The number of lines in the records that include "this" is all you should give.

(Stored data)
______

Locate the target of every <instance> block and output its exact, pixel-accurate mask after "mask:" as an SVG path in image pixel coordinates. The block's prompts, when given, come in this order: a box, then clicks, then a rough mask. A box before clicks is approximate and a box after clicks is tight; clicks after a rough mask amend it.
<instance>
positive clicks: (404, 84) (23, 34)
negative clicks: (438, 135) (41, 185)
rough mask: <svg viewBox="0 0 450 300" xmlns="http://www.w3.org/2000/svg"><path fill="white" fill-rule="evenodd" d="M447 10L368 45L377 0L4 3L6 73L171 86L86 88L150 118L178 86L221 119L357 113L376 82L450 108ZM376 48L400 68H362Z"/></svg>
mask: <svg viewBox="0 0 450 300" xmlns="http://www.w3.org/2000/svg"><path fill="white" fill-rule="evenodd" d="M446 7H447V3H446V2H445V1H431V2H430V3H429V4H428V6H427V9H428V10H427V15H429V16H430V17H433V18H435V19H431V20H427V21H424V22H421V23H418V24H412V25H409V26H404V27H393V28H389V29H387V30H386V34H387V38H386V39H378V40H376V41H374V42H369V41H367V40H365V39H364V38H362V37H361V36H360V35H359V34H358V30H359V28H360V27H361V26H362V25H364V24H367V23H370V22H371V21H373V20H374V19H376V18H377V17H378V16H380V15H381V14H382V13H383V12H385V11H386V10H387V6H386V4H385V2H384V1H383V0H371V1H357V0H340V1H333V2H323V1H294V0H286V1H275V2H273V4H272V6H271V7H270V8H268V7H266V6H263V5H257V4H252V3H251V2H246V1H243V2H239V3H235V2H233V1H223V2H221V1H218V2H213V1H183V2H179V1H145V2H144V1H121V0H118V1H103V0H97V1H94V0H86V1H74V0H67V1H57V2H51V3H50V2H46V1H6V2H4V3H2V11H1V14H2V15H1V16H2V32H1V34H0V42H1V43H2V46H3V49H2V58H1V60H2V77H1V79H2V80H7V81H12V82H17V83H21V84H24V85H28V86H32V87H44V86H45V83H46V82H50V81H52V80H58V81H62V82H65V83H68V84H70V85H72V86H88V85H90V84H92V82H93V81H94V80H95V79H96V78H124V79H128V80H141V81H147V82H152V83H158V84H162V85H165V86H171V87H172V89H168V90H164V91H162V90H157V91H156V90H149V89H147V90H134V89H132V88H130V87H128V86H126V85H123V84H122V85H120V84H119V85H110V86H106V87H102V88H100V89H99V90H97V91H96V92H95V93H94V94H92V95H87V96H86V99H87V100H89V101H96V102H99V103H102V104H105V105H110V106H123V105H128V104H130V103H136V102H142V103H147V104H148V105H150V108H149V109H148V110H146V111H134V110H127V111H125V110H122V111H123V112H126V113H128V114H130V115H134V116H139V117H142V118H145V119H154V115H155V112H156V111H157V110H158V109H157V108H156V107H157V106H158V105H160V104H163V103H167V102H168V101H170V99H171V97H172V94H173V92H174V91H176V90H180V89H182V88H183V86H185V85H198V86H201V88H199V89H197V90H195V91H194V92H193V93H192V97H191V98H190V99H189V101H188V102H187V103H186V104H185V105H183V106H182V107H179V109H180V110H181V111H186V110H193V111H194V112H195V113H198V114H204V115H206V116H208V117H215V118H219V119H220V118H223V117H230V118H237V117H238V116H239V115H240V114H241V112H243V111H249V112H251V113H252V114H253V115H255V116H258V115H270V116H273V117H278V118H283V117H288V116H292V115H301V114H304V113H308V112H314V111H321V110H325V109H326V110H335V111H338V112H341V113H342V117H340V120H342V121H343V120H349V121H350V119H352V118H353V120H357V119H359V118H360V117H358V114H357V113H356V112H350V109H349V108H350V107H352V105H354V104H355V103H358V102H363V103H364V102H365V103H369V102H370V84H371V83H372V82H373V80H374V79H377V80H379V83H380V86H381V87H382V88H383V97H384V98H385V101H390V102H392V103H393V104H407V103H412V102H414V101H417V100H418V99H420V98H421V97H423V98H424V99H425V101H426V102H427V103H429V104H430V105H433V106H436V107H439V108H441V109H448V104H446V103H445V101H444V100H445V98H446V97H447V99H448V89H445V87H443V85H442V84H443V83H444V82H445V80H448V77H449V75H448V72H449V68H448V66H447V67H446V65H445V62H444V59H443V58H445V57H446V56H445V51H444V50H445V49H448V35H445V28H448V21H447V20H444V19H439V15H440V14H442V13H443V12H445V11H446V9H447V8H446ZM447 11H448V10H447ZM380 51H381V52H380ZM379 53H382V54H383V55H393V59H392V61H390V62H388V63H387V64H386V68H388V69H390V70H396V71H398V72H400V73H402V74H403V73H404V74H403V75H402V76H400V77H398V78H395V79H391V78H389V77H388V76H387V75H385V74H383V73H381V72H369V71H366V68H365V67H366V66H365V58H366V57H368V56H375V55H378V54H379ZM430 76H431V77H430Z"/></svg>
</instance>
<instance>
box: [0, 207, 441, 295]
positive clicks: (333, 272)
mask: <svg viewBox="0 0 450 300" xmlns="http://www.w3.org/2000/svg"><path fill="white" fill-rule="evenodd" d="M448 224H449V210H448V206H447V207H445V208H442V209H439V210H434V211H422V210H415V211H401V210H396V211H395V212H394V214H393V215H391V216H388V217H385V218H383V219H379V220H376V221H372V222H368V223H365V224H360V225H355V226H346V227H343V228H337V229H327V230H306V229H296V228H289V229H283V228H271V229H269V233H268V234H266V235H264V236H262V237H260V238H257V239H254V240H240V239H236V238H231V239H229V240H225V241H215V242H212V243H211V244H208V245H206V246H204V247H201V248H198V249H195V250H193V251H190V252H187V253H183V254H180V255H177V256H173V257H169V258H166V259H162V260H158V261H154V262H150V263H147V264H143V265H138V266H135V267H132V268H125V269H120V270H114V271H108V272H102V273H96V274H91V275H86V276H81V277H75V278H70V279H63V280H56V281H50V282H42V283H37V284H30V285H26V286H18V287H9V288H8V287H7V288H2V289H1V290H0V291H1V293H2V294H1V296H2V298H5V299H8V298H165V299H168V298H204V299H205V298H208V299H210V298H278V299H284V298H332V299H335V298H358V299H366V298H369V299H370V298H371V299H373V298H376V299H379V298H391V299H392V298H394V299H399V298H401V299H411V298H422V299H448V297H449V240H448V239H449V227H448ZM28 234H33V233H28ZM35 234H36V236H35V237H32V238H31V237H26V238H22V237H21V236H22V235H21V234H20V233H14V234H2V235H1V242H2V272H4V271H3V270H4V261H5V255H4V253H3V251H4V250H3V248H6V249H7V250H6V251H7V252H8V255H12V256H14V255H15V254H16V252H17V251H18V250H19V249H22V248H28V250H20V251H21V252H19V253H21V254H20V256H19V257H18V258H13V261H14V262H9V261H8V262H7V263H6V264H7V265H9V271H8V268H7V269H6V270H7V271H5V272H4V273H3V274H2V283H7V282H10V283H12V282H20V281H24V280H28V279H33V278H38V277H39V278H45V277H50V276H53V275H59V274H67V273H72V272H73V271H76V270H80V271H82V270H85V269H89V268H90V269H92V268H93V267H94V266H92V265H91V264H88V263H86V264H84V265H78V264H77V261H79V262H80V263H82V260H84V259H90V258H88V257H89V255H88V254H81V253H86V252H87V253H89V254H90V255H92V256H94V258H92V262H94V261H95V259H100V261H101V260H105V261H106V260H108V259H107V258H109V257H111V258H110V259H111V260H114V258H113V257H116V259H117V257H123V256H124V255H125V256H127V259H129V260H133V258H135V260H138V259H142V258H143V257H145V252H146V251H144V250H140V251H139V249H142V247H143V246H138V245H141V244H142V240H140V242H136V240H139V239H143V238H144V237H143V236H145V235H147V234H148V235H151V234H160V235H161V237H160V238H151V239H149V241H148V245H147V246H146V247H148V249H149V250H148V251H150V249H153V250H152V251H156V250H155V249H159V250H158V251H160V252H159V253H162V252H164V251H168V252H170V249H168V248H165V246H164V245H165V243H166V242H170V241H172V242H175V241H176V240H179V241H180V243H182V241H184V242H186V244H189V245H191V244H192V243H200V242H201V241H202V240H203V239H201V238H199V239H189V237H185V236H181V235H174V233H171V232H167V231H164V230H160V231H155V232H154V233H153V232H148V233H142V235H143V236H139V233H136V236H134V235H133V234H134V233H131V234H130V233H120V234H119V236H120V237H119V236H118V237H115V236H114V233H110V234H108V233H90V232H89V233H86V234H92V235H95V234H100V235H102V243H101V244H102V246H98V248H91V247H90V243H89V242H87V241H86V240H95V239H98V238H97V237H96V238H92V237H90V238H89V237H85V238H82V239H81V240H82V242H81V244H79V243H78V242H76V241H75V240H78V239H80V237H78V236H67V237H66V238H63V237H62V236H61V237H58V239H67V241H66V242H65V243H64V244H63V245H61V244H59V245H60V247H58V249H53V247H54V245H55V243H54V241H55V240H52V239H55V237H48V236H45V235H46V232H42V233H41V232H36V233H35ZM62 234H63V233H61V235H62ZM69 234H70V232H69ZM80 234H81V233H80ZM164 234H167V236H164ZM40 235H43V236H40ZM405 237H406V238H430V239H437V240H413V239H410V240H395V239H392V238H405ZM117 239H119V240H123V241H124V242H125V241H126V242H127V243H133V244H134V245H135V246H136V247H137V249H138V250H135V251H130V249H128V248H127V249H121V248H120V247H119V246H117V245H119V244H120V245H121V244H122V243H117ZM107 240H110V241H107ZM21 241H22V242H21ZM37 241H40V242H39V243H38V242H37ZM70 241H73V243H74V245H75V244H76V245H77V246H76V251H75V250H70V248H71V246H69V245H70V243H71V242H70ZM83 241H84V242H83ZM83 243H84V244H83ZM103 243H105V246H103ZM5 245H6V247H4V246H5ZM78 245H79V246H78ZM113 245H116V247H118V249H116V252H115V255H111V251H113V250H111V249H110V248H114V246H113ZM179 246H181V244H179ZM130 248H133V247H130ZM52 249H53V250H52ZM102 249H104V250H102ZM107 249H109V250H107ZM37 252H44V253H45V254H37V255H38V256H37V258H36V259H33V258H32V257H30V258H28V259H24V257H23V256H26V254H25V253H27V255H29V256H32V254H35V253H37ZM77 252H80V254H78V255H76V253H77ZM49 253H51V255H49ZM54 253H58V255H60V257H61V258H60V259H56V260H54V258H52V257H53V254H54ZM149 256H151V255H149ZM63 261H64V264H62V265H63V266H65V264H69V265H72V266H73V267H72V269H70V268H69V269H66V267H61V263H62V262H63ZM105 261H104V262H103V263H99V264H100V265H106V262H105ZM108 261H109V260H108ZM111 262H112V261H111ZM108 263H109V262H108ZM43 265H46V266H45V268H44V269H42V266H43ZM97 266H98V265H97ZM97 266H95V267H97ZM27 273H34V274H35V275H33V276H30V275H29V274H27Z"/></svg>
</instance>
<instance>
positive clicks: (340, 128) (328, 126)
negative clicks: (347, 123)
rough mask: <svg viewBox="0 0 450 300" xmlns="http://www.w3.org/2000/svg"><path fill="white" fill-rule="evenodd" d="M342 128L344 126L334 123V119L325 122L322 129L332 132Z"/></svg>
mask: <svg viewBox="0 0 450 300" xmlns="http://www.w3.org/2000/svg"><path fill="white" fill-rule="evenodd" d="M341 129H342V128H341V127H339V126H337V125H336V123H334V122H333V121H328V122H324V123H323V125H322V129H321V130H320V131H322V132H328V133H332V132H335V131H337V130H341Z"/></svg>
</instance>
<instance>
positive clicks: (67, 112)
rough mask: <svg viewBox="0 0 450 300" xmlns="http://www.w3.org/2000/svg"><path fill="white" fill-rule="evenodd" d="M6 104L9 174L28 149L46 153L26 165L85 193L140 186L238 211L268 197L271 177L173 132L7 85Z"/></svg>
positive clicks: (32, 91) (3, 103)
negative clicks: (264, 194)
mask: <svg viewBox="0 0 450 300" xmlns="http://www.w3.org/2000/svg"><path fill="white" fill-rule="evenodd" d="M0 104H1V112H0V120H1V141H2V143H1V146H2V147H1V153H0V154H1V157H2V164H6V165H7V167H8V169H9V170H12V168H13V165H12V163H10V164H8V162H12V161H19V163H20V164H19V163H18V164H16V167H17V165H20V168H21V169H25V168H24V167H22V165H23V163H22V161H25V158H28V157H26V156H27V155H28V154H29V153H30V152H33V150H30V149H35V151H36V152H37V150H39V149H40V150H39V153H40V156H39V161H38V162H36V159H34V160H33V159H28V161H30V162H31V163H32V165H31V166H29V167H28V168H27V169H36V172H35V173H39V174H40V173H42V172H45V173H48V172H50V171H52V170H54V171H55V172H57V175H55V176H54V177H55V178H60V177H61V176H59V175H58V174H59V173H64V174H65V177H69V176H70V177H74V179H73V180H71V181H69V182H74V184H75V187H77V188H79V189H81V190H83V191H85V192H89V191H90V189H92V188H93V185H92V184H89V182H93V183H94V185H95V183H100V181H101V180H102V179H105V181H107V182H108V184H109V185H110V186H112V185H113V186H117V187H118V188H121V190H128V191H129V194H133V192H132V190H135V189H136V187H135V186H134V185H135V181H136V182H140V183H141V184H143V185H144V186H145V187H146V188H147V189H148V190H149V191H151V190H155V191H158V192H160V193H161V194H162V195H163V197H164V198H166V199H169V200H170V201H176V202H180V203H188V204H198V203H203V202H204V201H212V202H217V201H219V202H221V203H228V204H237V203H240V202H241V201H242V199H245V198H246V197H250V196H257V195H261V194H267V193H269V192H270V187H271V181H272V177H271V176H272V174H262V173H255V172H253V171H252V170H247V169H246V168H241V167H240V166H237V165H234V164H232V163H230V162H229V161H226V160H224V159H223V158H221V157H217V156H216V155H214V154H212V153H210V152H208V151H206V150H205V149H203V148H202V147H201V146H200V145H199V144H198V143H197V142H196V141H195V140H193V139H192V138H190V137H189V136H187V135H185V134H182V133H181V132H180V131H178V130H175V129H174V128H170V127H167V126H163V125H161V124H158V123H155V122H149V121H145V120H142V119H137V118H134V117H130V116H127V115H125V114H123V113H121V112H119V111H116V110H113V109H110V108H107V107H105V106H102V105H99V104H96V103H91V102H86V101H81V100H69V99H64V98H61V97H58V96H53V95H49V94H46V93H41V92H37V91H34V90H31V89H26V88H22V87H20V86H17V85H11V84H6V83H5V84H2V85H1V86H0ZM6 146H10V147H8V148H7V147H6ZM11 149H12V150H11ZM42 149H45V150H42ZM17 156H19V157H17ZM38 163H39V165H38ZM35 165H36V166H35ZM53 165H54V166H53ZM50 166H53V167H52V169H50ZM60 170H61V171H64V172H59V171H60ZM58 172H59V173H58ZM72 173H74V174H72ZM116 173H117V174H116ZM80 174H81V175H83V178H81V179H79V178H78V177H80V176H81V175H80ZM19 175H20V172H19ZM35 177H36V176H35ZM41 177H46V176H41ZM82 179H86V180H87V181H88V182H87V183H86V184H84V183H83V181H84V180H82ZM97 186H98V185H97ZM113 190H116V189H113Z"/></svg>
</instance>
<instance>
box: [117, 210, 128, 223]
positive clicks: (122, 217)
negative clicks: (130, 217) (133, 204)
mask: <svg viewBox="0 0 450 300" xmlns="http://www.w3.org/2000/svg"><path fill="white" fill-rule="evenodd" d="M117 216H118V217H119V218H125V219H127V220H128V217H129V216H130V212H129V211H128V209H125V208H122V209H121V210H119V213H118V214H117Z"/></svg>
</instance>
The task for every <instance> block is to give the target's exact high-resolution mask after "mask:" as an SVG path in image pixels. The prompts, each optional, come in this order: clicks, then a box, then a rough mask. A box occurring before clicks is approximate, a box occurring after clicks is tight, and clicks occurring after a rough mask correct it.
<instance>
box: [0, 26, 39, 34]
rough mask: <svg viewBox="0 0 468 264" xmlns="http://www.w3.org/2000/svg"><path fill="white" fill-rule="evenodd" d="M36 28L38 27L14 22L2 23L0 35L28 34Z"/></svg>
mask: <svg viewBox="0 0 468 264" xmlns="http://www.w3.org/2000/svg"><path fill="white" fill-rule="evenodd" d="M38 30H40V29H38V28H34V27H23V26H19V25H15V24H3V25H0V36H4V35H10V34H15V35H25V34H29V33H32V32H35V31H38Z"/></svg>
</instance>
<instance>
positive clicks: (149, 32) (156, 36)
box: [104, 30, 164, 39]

______

## Task solution
2